*** Opening Supplied passage ***

NH listeners’ performance with multichannel CI simulations showed that the number of spectral channels significantly affected vowel recognition, consistent with results from previous studies (Shannon et al. 1995; Dorman et al. 1998; Fu et al. 1998a). Voice gender discrimination was also significantly affected by the number of channels; it steadily improved as more spectral channels were added. These results suggest that spectral cues are important for recognizing both linguistic content and suprasegmental information.

Temporal cues also contributed to NH listeners’ performance, but more toward the recognition of suprasegmental information. Vowel recognition was not significantly affected by different amounts of temporal information (40-, 80-, and 320-Hz envelope filter cutoff frequencies). However, voice gender discrimination did significantly improve as more temporal cues were added, especially when few spectral channels (4–8) were available (Fig. 2). When only 4 spectral channels were available, the effect of increasing the filter cutoff frequency from 40 to 80 Hz was comparable to that of doubling the number of spectral channels. For example, mean voice gender discrimination with 4 channels improved by 14% as the envelope filter cutoff frequency increased from 40 to 80 Hz. If the temporal information was limited to 40 Hz, performance only improved by 5% as the number of channels was increased from 4 to 8. Similarly, increasing the envelope filter cutoff frequency from 80 Hz to 160 Hz improved mean voice gender discrimination by 10%. Limiting the temporal information to 80 Hz and increasing the number of channels from 4 to 8 improved performance by only 8%.

Rosen (1992) divides speech information in the time/amplitude domain into three distinct categories: (1) envelope cues (temporal fluctuations less than 50 Hz), (2) periodicity cues (temporal fluctuations between 50 and 500 Hz), and (3) fine-structure cues (temporal fluctuations beyond 500 Hz). In the present study, when the envelope filter cutoff frequency was 40 Hz, only envelope cues were preserved; both periodicity and fine-structure cues were lost. Because there was no significant difference in vowel recognition between the 40-, 80-, and 320-Hz envelope filters (for all spectral resolution conditions), the data suggest that the amplitude variations across frequency (gross spectral cues) contribute most strongly to vowel identification and that the fine temporal details within a spectral band are less important, consistent with data from previous studies (Drullman et al. 1994; Shannon et al. 1995; Van Tasell et al. 1987, 1995; Fu and Shannon 2000).

*** Closing Supplied passage ***
*** Opening Records supplied ***

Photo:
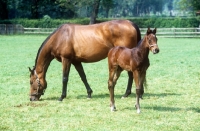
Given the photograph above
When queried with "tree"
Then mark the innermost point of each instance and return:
(3, 9)
(107, 4)
(189, 5)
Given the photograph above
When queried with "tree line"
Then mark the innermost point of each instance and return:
(65, 9)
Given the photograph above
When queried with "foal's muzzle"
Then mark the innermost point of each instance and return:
(156, 50)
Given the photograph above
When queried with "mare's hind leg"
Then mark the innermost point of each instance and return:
(66, 68)
(129, 86)
(81, 73)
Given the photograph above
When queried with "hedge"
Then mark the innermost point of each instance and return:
(176, 22)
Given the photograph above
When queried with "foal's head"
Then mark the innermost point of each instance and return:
(152, 40)
(36, 88)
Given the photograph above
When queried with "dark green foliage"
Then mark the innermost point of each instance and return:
(47, 22)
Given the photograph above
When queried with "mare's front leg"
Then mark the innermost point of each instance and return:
(129, 86)
(66, 68)
(139, 90)
(81, 73)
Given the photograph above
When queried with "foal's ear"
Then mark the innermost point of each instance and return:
(32, 71)
(154, 31)
(148, 31)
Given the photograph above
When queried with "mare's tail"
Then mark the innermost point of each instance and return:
(145, 83)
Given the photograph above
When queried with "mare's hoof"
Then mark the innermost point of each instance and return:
(60, 99)
(90, 94)
(113, 109)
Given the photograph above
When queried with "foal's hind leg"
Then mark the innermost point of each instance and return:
(129, 86)
(139, 91)
(113, 76)
(81, 73)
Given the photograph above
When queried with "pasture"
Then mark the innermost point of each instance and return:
(171, 100)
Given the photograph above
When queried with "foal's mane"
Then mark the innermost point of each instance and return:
(42, 47)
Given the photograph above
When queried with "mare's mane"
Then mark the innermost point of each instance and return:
(43, 46)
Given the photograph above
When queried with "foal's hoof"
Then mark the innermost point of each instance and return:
(112, 109)
(90, 94)
(126, 94)
(60, 99)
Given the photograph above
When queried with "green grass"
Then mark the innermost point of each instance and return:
(171, 102)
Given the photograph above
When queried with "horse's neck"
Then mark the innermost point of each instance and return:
(143, 48)
(42, 63)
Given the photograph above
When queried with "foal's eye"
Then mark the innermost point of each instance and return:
(149, 41)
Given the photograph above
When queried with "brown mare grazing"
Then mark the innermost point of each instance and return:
(134, 60)
(73, 44)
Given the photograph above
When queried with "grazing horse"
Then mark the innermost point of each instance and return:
(73, 44)
(134, 60)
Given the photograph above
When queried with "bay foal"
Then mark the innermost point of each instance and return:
(134, 60)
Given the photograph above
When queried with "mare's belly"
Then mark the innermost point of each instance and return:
(92, 54)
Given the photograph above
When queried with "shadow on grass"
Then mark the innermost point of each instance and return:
(161, 94)
(166, 109)
(98, 96)
(132, 95)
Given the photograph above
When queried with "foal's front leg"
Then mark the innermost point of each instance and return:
(66, 68)
(81, 73)
(139, 90)
(111, 90)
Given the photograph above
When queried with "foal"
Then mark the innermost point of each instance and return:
(135, 60)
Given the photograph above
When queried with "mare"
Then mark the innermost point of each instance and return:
(134, 60)
(73, 44)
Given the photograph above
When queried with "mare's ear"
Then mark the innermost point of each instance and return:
(148, 31)
(154, 31)
(32, 71)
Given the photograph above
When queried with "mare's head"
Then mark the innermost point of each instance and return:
(36, 88)
(152, 40)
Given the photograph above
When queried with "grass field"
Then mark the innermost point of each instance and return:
(171, 101)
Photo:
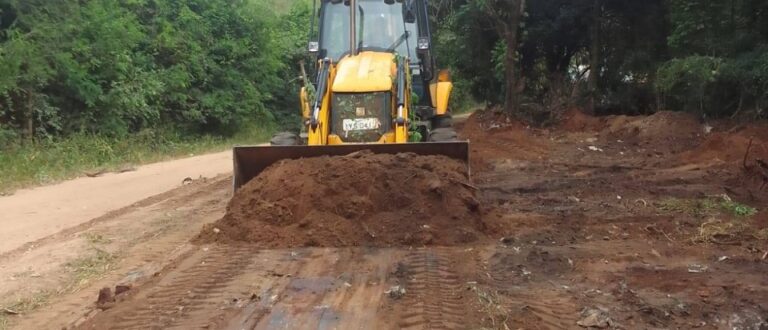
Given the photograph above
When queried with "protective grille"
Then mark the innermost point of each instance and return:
(361, 117)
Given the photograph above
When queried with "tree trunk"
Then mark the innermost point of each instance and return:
(29, 119)
(594, 55)
(512, 37)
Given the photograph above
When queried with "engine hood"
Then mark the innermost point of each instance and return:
(365, 72)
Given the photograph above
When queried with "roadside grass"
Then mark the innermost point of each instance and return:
(707, 207)
(727, 221)
(23, 305)
(495, 314)
(88, 267)
(80, 270)
(48, 162)
(95, 238)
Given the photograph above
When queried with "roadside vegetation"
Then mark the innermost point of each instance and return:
(103, 85)
(537, 58)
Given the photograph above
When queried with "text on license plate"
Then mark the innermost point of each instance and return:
(361, 124)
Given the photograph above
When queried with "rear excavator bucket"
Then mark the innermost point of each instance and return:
(250, 161)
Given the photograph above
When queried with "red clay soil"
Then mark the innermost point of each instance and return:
(493, 135)
(731, 145)
(362, 199)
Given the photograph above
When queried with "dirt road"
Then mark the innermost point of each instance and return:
(602, 223)
(32, 214)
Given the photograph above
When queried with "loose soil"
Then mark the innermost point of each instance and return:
(359, 199)
(601, 222)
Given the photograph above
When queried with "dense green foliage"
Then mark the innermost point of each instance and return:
(117, 67)
(92, 85)
(708, 57)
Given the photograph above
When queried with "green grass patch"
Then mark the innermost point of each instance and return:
(95, 238)
(91, 266)
(48, 162)
(707, 207)
(23, 305)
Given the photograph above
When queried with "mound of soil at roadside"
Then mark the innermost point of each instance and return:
(495, 135)
(664, 126)
(731, 145)
(362, 199)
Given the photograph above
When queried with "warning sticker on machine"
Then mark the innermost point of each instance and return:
(361, 124)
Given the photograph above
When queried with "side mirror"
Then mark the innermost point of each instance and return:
(422, 44)
(313, 47)
(409, 12)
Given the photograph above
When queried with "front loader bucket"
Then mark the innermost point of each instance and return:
(250, 161)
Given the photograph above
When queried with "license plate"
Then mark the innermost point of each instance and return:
(361, 124)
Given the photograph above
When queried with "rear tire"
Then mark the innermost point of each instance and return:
(443, 135)
(285, 139)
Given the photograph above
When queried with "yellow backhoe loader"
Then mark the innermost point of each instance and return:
(375, 89)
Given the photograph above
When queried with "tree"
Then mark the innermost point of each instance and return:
(507, 16)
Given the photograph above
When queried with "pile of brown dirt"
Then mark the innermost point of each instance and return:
(362, 199)
(661, 127)
(494, 135)
(574, 120)
(731, 145)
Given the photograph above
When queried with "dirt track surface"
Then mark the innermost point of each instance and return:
(601, 222)
(32, 214)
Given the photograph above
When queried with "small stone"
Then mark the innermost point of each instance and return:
(120, 289)
(396, 292)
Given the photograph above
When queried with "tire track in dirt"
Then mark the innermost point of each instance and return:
(192, 288)
(433, 292)
(528, 290)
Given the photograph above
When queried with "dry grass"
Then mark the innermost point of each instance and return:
(86, 268)
(95, 238)
(495, 313)
(23, 305)
(707, 207)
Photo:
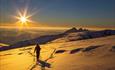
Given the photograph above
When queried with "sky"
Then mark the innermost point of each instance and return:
(61, 12)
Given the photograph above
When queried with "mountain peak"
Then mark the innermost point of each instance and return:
(71, 30)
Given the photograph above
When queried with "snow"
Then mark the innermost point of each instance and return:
(100, 58)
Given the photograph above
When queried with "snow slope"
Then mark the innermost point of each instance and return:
(88, 54)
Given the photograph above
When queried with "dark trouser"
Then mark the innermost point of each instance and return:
(37, 56)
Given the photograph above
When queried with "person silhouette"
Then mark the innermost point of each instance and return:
(37, 50)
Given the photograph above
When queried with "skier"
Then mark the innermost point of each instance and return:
(37, 50)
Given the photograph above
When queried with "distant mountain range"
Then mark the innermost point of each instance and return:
(72, 34)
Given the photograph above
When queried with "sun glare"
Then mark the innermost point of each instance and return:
(23, 19)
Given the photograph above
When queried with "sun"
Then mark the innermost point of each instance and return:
(23, 19)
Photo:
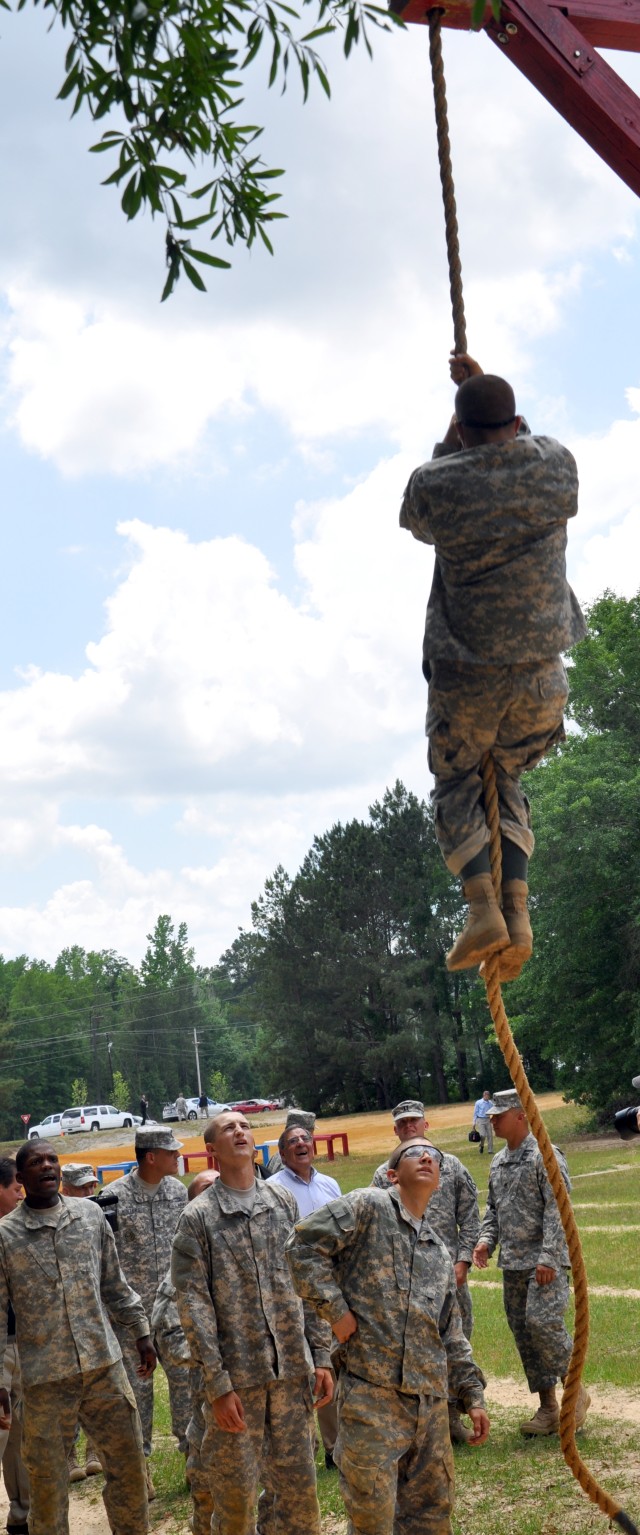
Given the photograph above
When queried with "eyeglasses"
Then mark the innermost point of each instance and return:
(419, 1152)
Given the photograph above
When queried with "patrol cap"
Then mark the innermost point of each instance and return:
(504, 1101)
(79, 1173)
(301, 1116)
(404, 1145)
(410, 1109)
(152, 1138)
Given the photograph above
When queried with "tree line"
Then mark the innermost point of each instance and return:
(338, 996)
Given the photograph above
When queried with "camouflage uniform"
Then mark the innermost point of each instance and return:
(393, 1448)
(145, 1237)
(13, 1465)
(249, 1331)
(168, 1331)
(522, 1216)
(499, 614)
(60, 1271)
(455, 1218)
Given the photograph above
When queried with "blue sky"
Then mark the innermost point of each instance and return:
(211, 623)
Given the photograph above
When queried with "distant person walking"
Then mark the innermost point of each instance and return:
(482, 1121)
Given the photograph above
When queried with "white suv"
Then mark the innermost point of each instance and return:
(49, 1127)
(98, 1116)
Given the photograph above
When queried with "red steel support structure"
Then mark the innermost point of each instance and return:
(556, 45)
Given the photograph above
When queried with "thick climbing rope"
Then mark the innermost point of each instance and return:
(491, 969)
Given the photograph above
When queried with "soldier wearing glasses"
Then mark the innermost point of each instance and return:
(372, 1267)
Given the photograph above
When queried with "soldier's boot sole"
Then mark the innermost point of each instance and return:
(547, 1420)
(485, 930)
(582, 1406)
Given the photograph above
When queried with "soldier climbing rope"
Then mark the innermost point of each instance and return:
(491, 966)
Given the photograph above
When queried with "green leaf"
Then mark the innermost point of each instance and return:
(211, 261)
(194, 275)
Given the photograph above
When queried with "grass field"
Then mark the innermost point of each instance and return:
(514, 1486)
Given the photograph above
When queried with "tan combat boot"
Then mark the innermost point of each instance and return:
(92, 1463)
(547, 1419)
(485, 930)
(75, 1472)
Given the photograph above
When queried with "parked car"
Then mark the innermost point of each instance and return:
(97, 1116)
(255, 1105)
(49, 1127)
(169, 1112)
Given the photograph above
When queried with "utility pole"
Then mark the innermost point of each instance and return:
(94, 1043)
(197, 1062)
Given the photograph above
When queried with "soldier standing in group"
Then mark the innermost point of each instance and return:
(79, 1181)
(60, 1271)
(151, 1201)
(455, 1218)
(169, 1333)
(524, 1219)
(257, 1346)
(493, 502)
(375, 1270)
(13, 1465)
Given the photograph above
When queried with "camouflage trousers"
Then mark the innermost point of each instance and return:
(514, 713)
(13, 1465)
(103, 1402)
(198, 1471)
(180, 1399)
(536, 1316)
(280, 1431)
(395, 1460)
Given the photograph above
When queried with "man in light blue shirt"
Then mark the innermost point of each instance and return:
(482, 1122)
(310, 1190)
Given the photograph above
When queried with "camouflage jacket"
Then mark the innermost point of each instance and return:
(522, 1213)
(451, 1210)
(62, 1276)
(237, 1303)
(498, 516)
(361, 1253)
(146, 1230)
(166, 1325)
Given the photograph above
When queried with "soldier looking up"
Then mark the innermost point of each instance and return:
(375, 1270)
(79, 1181)
(522, 1218)
(453, 1216)
(258, 1346)
(494, 502)
(151, 1201)
(60, 1271)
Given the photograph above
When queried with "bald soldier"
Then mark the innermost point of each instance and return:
(455, 1218)
(260, 1350)
(375, 1270)
(494, 502)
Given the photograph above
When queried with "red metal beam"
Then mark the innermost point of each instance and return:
(554, 46)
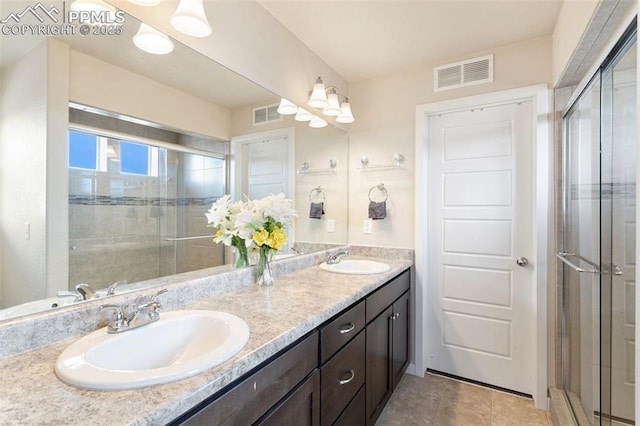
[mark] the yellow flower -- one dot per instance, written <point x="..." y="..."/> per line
<point x="260" y="237"/>
<point x="277" y="239"/>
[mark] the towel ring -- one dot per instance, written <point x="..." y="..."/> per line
<point x="316" y="192"/>
<point x="382" y="189"/>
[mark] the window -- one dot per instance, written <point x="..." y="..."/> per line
<point x="92" y="152"/>
<point x="83" y="150"/>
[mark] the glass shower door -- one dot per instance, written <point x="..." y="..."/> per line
<point x="598" y="254"/>
<point x="617" y="292"/>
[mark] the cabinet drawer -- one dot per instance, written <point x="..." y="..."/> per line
<point x="252" y="397"/>
<point x="355" y="413"/>
<point x="341" y="378"/>
<point x="338" y="332"/>
<point x="386" y="295"/>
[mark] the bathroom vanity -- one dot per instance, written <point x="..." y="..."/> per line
<point x="324" y="348"/>
<point x="321" y="378"/>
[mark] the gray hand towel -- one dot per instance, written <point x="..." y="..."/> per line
<point x="377" y="210"/>
<point x="316" y="210"/>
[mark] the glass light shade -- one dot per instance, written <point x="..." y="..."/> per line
<point x="303" y="115"/>
<point x="318" y="98"/>
<point x="146" y="3"/>
<point x="317" y="122"/>
<point x="152" y="41"/>
<point x="287" y="107"/>
<point x="345" y="116"/>
<point x="190" y="19"/>
<point x="333" y="109"/>
<point x="92" y="6"/>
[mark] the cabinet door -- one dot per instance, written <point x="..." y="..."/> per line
<point x="300" y="408"/>
<point x="379" y="383"/>
<point x="400" y="334"/>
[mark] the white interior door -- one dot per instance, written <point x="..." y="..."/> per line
<point x="267" y="167"/>
<point x="480" y="185"/>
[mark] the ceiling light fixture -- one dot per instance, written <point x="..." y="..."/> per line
<point x="328" y="99"/>
<point x="317" y="122"/>
<point x="303" y="115"/>
<point x="152" y="41"/>
<point x="145" y="3"/>
<point x="190" y="19"/>
<point x="287" y="107"/>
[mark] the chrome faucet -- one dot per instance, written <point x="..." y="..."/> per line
<point x="333" y="259"/>
<point x="111" y="290"/>
<point x="82" y="292"/>
<point x="140" y="315"/>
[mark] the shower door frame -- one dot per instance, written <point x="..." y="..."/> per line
<point x="618" y="49"/>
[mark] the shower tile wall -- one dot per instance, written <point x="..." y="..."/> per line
<point x="114" y="223"/>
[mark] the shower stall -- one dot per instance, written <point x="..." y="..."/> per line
<point x="598" y="243"/>
<point x="137" y="208"/>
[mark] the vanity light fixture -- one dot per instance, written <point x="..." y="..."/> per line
<point x="328" y="99"/>
<point x="303" y="115"/>
<point x="287" y="107"/>
<point x="317" y="122"/>
<point x="318" y="97"/>
<point x="345" y="116"/>
<point x="152" y="41"/>
<point x="190" y="19"/>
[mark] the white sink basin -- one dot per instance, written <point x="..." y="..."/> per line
<point x="356" y="267"/>
<point x="179" y="345"/>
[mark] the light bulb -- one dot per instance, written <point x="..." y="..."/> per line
<point x="303" y="115"/>
<point x="152" y="41"/>
<point x="345" y="116"/>
<point x="318" y="98"/>
<point x="190" y="19"/>
<point x="333" y="108"/>
<point x="317" y="122"/>
<point x="287" y="107"/>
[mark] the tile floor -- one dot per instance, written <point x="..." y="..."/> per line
<point x="436" y="400"/>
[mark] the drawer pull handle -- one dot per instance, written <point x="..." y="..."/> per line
<point x="352" y="375"/>
<point x="349" y="328"/>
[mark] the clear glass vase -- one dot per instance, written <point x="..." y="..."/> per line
<point x="263" y="268"/>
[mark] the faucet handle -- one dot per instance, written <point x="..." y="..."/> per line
<point x="118" y="321"/>
<point x="111" y="290"/>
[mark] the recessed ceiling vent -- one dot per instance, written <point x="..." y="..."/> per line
<point x="266" y="114"/>
<point x="464" y="73"/>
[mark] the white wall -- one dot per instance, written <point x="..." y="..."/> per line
<point x="102" y="85"/>
<point x="32" y="91"/>
<point x="385" y="121"/>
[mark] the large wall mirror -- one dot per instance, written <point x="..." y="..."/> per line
<point x="110" y="156"/>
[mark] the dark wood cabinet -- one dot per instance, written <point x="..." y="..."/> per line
<point x="248" y="400"/>
<point x="341" y="374"/>
<point x="300" y="407"/>
<point x="387" y="343"/>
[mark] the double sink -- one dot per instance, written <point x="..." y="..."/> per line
<point x="178" y="345"/>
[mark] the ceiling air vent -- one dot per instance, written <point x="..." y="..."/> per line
<point x="464" y="73"/>
<point x="266" y="114"/>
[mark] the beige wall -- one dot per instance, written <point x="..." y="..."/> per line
<point x="385" y="111"/>
<point x="317" y="147"/>
<point x="33" y="131"/>
<point x="101" y="85"/>
<point x="573" y="20"/>
<point x="251" y="42"/>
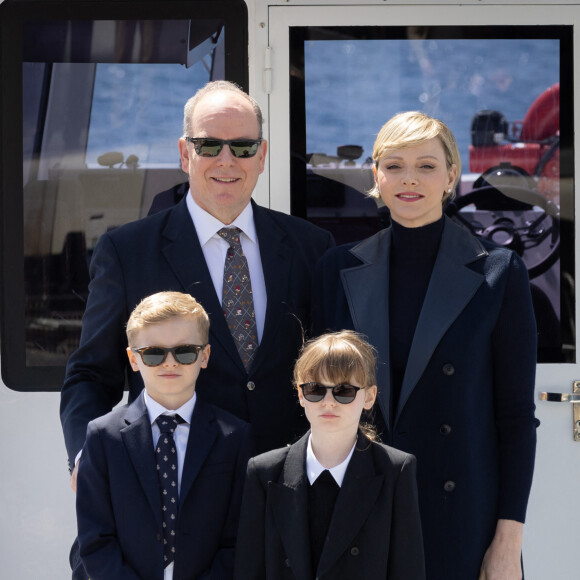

*** Closing Records supplied ***

# [Explore the material]
A) Would you repeat, verbatim, the part of the passage on CI simulations that begins at "NH listeners’ performance with" and stops after "and suprasegmental information."?
B) According to the passage on CI simulations, what are the categories that Rosen (1992) uses to divide speech information in the time/amplitude domain, and what frequency range is each given?

# [Your responses]
A)
NH listeners’ performance with multichannel CI simulations showed that the number of spectral channels significantly affected vowel recognition, consistent with results from previous studies (Shannon et al. 1995; Dorman et al. 1998; Fu et al. 1998a). Voice gender discrimination was also significantly affected by the number of channels; it steadily improved as more spectral channels were added. These results suggest that spectral cues are important for recognizing both linguistic content and suprasegmental information.

B)
- Envelope cues: temporal fluctuations less than 50 Hz
- Periodicity cues: temporal fluctuations between 50 and 500 Hz
- Fine-structure cues: temporal fluctuations beyond 500 Hz